TÂCHE À RÉALISER:
Poursuivez le texte sur les comités secrets de 1870 et 1871 à partir de sa dernière phrase.

Le mardi 5 avril 2011, par un vote en séance publique, l’Assemblée nationale a autorisé, conformément à l’article 51, alinéa 3 du Règlement, la publication de comptes rendus manuscrits de trois séances du Conseil législatif du Second Empire qui se sont tenues en « comité secret » au Palais Bourbon les 13, 25 et 26 août 1870, et d’une séance de l’Assemblée nationale de la République siégeant au château de Versailles le 22 mars 1871.
Selon les indications données par le président de l’Assemblée nationale, ces documents étaient conservés dans un coffre-fort, dans les sous-sols de l’Assemblée, mais « n’avaient jamais été perdus » et « figuraient sur les inventaires ».
Une précision importante n’a pas été donnée dans les commentaires de presse : ces documents sont explicitement mentionnés dans le Guide des sources de la Commune de Paris et du mouvement communaliste (1864-1871)1 ( page 179 pour les comités secrets d’août 1870 (dossier XII/1) et page 180 (dossier XV/3) pour le comité secret de mars 1871).
Un professeur spécialiste de la guerre de 1870 a été chargé d’un travail de recherche consistant à « transcrire, présenter, annoter, contextualiser » ces documents, qui seront intégralement publiés en novembre 2011.
Le moment venu, il conviendra de prendre connaissance de cette publication et de la soumettre, comme toute œuvre de recherche historique, à un examen critique.
Dans l’immédiat, on peut s’en tenir, comme cela a été fait dans quelques présentations de presse, à évoquer les éléments essentiels de cette affaire.
Les séances d’août 1870 se tenaient entre les premières défaites de l’armée française et le désastre de Sedan, la déchéance de l’Empire et la proclamation de la République. La séance du 22 mars 1871 se tenait alors que le gouvernement et l’Assemblée élue le 8 février avaient quitté Paris pour siéger à Versailles, la Garde nationale ayant pris en mains les affaires de la capitale et préparé l’élection de l’assemblée de la Commune de Paris qui devait avoir lieu le 26 mars.
Ces délibérations avaient lieu en « comité secret ». Elles avaient donc un caractère exceptionnel. La publicité des débats parlementaires est, en effet un principe énoncé par la Révolution française, et il faut savoir que l’assemblée de la Commune de Paris elle-même n’a pas échappé à des discussions et à des controverses sur cette question. Pourtant, les assemblées ont toujours eu la faculté de délibérer en « comité secret », c’est-à-dire à « huis clos » selon une réglementation stricte, lorsqu’on estimait que les circonstances l’exigent, particulièrement dans les périodes de guerre ou de troubles graves. Cela s’est produit en 1870-1871, en 1916-1917 et en 1940. Aucun « comité secret » n’a siégé sous les IVe et Ve Républiques. Quant à la publication de ces débats – qui est à l’évidence un autre aspect du problème- elle est soumise à l’autorisation de l’Assemblée.

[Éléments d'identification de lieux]

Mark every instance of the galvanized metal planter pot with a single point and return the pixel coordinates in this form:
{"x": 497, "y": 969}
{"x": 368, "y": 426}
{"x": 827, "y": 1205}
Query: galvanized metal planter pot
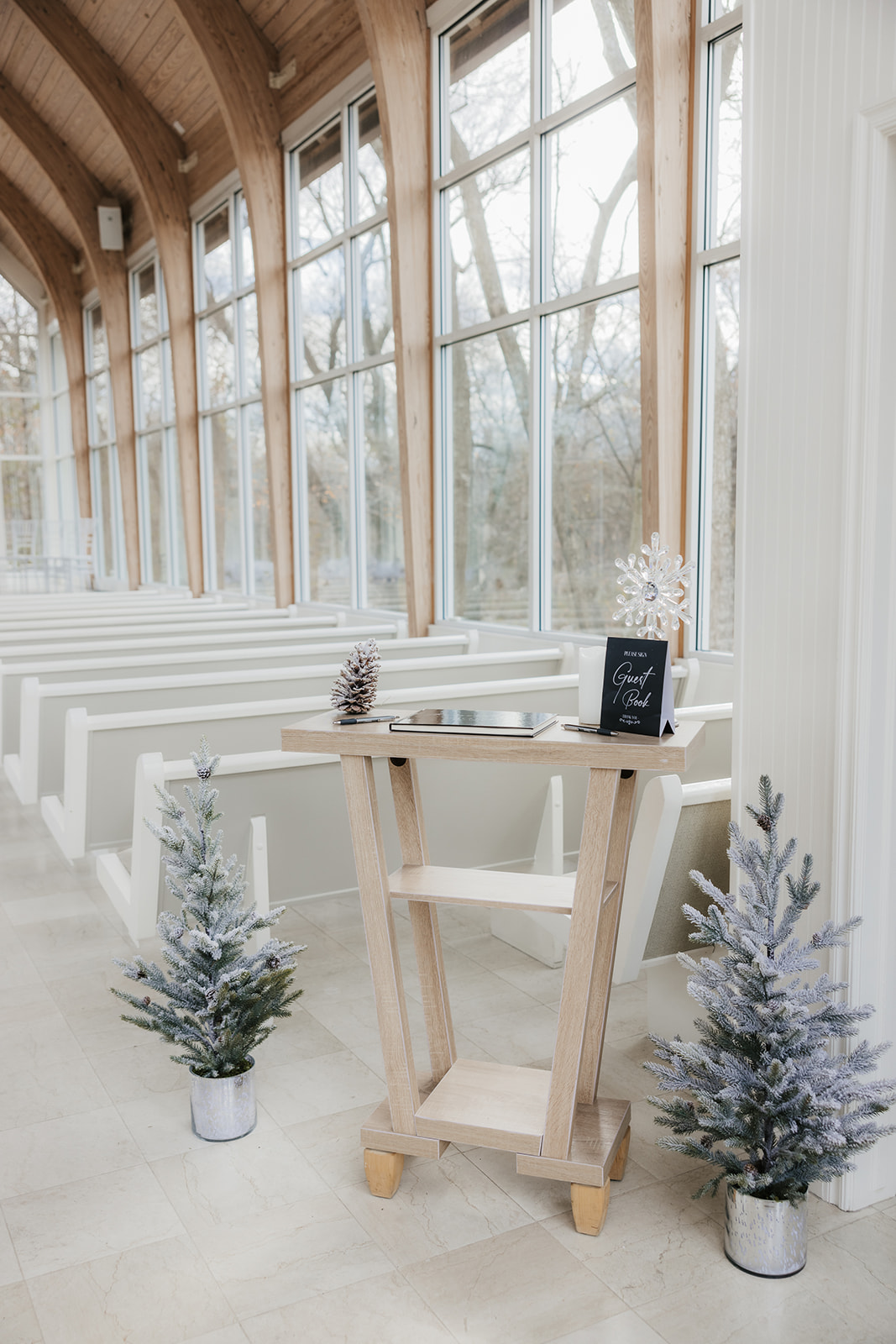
{"x": 223, "y": 1108}
{"x": 765, "y": 1236}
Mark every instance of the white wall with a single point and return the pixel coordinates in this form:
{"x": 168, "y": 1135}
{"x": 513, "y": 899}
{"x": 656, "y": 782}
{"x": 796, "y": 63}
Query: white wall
{"x": 813, "y": 67}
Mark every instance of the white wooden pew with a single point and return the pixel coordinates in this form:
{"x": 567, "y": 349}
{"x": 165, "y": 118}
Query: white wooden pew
{"x": 228, "y": 636}
{"x": 38, "y": 766}
{"x": 155, "y": 662}
{"x": 101, "y": 750}
{"x": 288, "y": 811}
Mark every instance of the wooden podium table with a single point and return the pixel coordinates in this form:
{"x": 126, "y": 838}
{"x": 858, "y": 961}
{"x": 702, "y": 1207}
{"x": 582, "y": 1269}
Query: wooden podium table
{"x": 553, "y": 1121}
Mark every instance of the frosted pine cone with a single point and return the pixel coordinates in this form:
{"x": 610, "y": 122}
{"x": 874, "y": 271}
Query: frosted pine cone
{"x": 355, "y": 687}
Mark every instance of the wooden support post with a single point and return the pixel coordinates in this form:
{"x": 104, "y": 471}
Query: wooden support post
{"x": 154, "y": 151}
{"x": 584, "y": 927}
{"x": 427, "y": 942}
{"x": 81, "y": 194}
{"x": 663, "y": 53}
{"x": 379, "y": 931}
{"x": 54, "y": 260}
{"x": 609, "y": 929}
{"x": 238, "y": 62}
{"x": 398, "y": 44}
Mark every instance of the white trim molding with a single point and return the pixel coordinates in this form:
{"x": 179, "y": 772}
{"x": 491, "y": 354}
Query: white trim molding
{"x": 866, "y": 714}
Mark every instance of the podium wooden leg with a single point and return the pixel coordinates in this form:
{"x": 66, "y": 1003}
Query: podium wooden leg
{"x": 383, "y": 1173}
{"x": 618, "y": 1168}
{"x": 590, "y": 1206}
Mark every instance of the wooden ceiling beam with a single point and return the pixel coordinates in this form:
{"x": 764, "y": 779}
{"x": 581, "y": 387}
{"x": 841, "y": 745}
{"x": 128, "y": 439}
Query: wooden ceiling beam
{"x": 398, "y": 45}
{"x": 154, "y": 151}
{"x": 81, "y": 194}
{"x": 54, "y": 260}
{"x": 238, "y": 60}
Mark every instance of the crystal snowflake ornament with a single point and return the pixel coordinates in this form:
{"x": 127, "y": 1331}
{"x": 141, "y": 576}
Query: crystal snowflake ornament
{"x": 652, "y": 591}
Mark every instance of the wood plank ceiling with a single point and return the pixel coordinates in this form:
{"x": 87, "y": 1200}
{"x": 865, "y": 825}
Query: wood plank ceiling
{"x": 156, "y": 55}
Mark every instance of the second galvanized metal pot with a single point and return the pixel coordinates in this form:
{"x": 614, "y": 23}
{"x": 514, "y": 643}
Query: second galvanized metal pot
{"x": 766, "y": 1236}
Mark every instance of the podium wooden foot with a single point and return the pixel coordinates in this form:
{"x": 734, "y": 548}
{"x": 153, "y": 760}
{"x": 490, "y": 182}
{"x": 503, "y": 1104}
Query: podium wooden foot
{"x": 618, "y": 1168}
{"x": 590, "y": 1206}
{"x": 383, "y": 1173}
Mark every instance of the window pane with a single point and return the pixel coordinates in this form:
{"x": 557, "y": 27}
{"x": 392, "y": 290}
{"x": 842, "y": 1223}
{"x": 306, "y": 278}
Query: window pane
{"x": 100, "y": 400}
{"x": 155, "y": 508}
{"x": 490, "y": 443}
{"x": 228, "y": 557}
{"x": 179, "y": 558}
{"x": 372, "y": 259}
{"x": 727, "y": 64}
{"x": 20, "y": 427}
{"x": 217, "y": 269}
{"x": 595, "y": 454}
{"x": 246, "y": 255}
{"x": 18, "y": 342}
{"x": 251, "y": 373}
{"x": 488, "y": 98}
{"x": 322, "y": 313}
{"x": 22, "y": 494}
{"x": 371, "y": 165}
{"x": 217, "y": 342}
{"x": 591, "y": 42}
{"x": 594, "y": 199}
{"x": 322, "y": 206}
{"x": 97, "y": 347}
{"x": 324, "y": 417}
{"x": 149, "y": 366}
{"x": 262, "y": 550}
{"x": 383, "y": 492}
{"x": 147, "y": 304}
{"x": 721, "y": 434}
{"x": 490, "y": 228}
{"x": 60, "y": 370}
{"x": 103, "y": 511}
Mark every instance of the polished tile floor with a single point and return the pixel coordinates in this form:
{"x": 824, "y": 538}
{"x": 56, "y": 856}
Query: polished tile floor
{"x": 117, "y": 1225}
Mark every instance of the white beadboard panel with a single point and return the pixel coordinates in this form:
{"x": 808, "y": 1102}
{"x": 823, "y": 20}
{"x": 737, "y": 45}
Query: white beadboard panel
{"x": 812, "y": 69}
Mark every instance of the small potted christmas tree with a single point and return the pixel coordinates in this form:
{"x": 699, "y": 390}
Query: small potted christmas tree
{"x": 762, "y": 1099}
{"x": 217, "y": 1003}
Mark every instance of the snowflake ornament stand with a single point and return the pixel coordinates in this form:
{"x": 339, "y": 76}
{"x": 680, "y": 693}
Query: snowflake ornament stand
{"x": 652, "y": 591}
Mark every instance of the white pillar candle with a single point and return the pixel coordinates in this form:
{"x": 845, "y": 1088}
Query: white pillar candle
{"x": 590, "y": 683}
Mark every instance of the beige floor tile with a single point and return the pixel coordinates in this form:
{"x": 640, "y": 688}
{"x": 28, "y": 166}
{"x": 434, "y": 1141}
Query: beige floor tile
{"x": 18, "y": 1320}
{"x": 317, "y": 1088}
{"x": 332, "y": 1144}
{"x": 85, "y": 1220}
{"x": 56, "y": 1151}
{"x": 60, "y": 905}
{"x": 516, "y": 1038}
{"x": 439, "y": 1206}
{"x": 9, "y": 1270}
{"x": 46, "y": 1092}
{"x": 626, "y": 1328}
{"x": 222, "y": 1184}
{"x": 23, "y": 1005}
{"x": 378, "y": 1310}
{"x": 155, "y": 1294}
{"x": 289, "y": 1253}
{"x": 520, "y": 1287}
{"x": 633, "y": 1216}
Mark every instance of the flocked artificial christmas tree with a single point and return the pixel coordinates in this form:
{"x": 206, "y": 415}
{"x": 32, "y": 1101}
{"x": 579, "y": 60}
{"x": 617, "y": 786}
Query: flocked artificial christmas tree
{"x": 217, "y": 1001}
{"x": 762, "y": 1099}
{"x": 355, "y": 687}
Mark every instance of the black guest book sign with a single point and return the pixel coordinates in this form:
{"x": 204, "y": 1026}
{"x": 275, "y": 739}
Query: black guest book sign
{"x": 637, "y": 687}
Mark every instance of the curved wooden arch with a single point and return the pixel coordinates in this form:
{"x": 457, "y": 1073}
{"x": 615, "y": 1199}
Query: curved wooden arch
{"x": 54, "y": 260}
{"x": 238, "y": 60}
{"x": 81, "y": 194}
{"x": 154, "y": 151}
{"x": 398, "y": 45}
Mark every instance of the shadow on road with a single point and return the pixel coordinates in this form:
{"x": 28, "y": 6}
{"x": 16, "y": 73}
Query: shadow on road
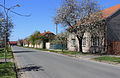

RÉPONSE AU PROBLÈME:
Il n’est nul besoin de longs développements pour comprendre la motivation des séances exceptionnelles de 1870-1871. Elle apparaît dans leur énoncé et se confirmera dans le contenu qui sera publié en novembre : dans le contexte de la déroute de l’armée française, des derniers jours du Second Empire, de la révolte du peuple parisien prenant ses affaires en mains, les responsables ministériels et parlementaires tels que Adolphe Thiers, Jules Ferry, Jules Grévy, Léon Gambetta ou Georges Clemenceau entendaient soustraire les questions les plus délicates au débat public.
La découverte de documents secrets ne manque pas d’intérêt en cette période de commémoration du 140e anniversaire de la Commune de Paris, épisode important de notre histoire nationale et de celle du mouvement ouvrier international. Elle contribuera peut-être à éclairer le fait que ces événements furent le résultat d’une rencontre entre quatre éléments : la résistance patriotique du peuple de Paris à la capitulation devant les armées prussiennes, sa volonté de sauvegarder la République face aux visées de restauration monarchique, sa revendication de l’autonomie communale, l’aspiration du prolétariat parisien à la démocratie sociale.
1- Guide des sources de la Commune de Paris (1864-1880), La Documentation française, 2007.
Utiles précisions sur le Guide des sources de la Commune
Dans l’article consacré aux « comités secrets « de la guerre de 1870 et de la Commune de Paris, il est indiqué que les commentaires de presse n’ont pas fait état de certaines précisions : non seulement les documents que l’on découvre aujourd’hui n’ont jamais été perdus et figuraient - comme le président de l’Assemblée l’a indiqué - dans les inventaires de l’Assemblée nationale, mais ils sont explicitement mentionnés dans le Guide des sources de la Commune de Paris et du mouvement communaliste (1864-1871.)
C’est une lacune de l’information que d’aucuns estimeront peut-être anecdotique, mais que j’ai personnellement de bonnes raisons de considérer autrement.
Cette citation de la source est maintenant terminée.